**短い課題 A**
霜降山トンネルを訪ねる文章のうち、「霜降山トンネルの西側坑口付近に接近できないだろうか…」から「て来たのがこの場所であった。」までを一字も変えずに書き写してもらえますか？
**短い課題 B**
霜降山トンネルを訪ねる文章を、最後の文の後から続けて書いてもらえますか？

**本文**
┌────────
盆明け最初の日曜日となった17日、この日は夕方までならどうにか持ち堪えそうな予報だった。アジトに籠もりっきりの記事書きもそろそろ飽きて外に出たくて疼いていた。特に目的とする物件を念頭においておらず何処でも出かけたい気分だった。たまたま鍋倉方面に用事があったので、ネタに困ったら末信を目指すのセオリー通り、市道沖ノ旦末信持世寺線を走った。
特に目的地なく自転車を走らせていたが何か形になる成果は欲しいと思っていた。そして山陽自動車道の広瀬高架橋を前にしたとき、前々から頭にあった一つの課題を思い出した。
霜降山トンネルの西側坑口付近に接近できないだろうか…
棚井方面から広瀬高架橋を渡ってきた山陽自動車道はそのまま霜降山トンネルで山の中腹をくぐり抜けている。回数は少ないが車やバスで通ったことがあるし下の市道からも坑口が見える。トンネル下の斜面から少しばかり見える場所も知っていた。

山陽自動車道は当然ながら歩行者や自転車での通行はできない。しかしあんな場所に坑口があるなら工事用道路がある筈ということは感じていた。何度も通る市道なので枝道が何処にあるかは大方頭に入っていた。

まだ仕事らしいことをしていないので通り過ぎたものの取り組んでみるか…とばかりに自転車を転回し戻って来たのがこの場所であった。
└────────
**資料の部分**
┌────────
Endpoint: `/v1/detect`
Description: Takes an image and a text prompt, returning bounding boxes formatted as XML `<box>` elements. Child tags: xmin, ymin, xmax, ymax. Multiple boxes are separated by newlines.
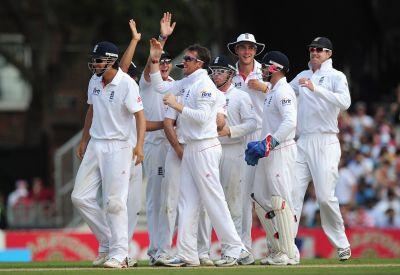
└────────
**課題の回答 A**
霜降山トンネルの西側坑口付近に接近できないだろうか…
棚井方面から広瀬高架橋を渡ってきた山陽自動車道はそのまま霜降山トンネルで山の中腹をくぐり抜けている。回数は少ないが車やバスで通ったことがあるし下の市道からも坑口が見える。トンネル下の斜面から少しばかり見える場所も知っていた。

山陽自動車道は当然ながら歩行者や自転車での通行はできない。しかしあんな場所に坑口があるなら工事用道路がある筈ということは感じていた。何度も通る市道なので枝道が何処にあるかは大方頭に入っていた。

まだ仕事らしいことをしていないので通り過ぎたものの取り組んでみるか…とばかりに自転車を転回し戻って来たのがこの場所であった。

**課題の回答 B**
地図ではこの分岐点である。


地図では斜面を登って溜池付近から折り返すようにトンネル坑口へ向かう道が見える。地図上でのこの道の存在だけが頭に入っていて、そのときは溜め池のことは頭になかった。
入口にステンレスポストがあったが自転車は通せるようになっていたので、深く考えず自転車を降りて押し歩きした。

道幅は普通車でも通れる程度あってコンクリート舗装されていた。
ただし勾配がとてもきつい。一番軽いギアで立ち漕ぎしても多分上がれないだろう。


ステンレスポストが立っていたので車が入ることは殆どないらしい。落ち葉が溜まっていて山からの湧き水で濡れていた。コンクリート路を横切るグレーチング蓋付き側溝が目立ち、坂がきつために不用意に踏み締めると足を滑らせそうだった。

ほどなくして右側に石積みの敷地が見えてきた。


その反対側には藪に包まれた随分と古そうな廃屋があった。


当然知っているかの如く書いたが、実際この場所まで訪れたのは初めてではない。4年前にこの道へ立ち入って石積みや廃屋の写真を撮っていた。当時は厚東川1期工業用水道の経路トレースを行っていた。導水路は市道の山側中腹を通っているので、点検用の桝がないか分岐路をしらみ潰しに調査したのである。
そのときはこの石積みや廃屋のところで引き返していた。進入路がどんどん高度を上げているので、この近くに導水路向けの桝はなく、隧道で下を通っていると判断したからである。

坂は一向に勾配が緩まない。そろそろ左へ向かう道があっても良さそうなものだが…と思いつつ無意味に自転車を押し歩きしていた。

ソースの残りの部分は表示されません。